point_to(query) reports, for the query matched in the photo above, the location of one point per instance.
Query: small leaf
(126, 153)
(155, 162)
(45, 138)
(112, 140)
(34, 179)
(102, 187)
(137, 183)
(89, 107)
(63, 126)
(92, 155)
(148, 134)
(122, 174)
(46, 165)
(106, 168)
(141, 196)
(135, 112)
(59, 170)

################

• DIRECTIVE: Reproduce the listing above line for line, without changing a single character.

• THE RESULT:
point_to(query) reports, for the query matched in the photo above, the location of one point per instance.
Query: small leaf
(126, 153)
(155, 162)
(45, 138)
(112, 140)
(34, 179)
(102, 187)
(137, 183)
(89, 107)
(63, 126)
(92, 155)
(148, 134)
(122, 174)
(46, 165)
(106, 168)
(141, 196)
(135, 112)
(59, 170)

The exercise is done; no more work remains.